Pointing records:
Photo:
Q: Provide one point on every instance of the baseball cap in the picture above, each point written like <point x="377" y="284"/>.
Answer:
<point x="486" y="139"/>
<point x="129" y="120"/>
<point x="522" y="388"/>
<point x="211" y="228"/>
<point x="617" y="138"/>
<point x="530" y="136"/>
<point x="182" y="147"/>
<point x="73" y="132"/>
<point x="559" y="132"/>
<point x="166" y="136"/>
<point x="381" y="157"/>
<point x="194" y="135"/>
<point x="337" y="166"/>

* [Task details] Arrange each line of the data above into a Markdown table with two columns, Row and Line. Number the rows in order and leave out any blank lines.

* [Result of this exercise]
| Row | Line |
|---|---|
| 1 | Photo: |
| 2 | Q: Provide one point on every instance of the baseball cap in the picture above, each point written like <point x="377" y="284"/>. |
| 3 | Answer: |
| 4 | <point x="486" y="139"/> |
| 5 | <point x="129" y="120"/> |
| 6 | <point x="522" y="388"/> |
| 7 | <point x="211" y="228"/> |
| 8 | <point x="617" y="138"/> |
| 9 | <point x="530" y="136"/> |
| 10 | <point x="182" y="147"/> |
| 11 | <point x="73" y="132"/> |
| 12 | <point x="559" y="132"/> |
| 13 | <point x="166" y="136"/> |
| 14 | <point x="381" y="157"/> |
| 15 | <point x="194" y="135"/> |
| 16 | <point x="337" y="166"/> |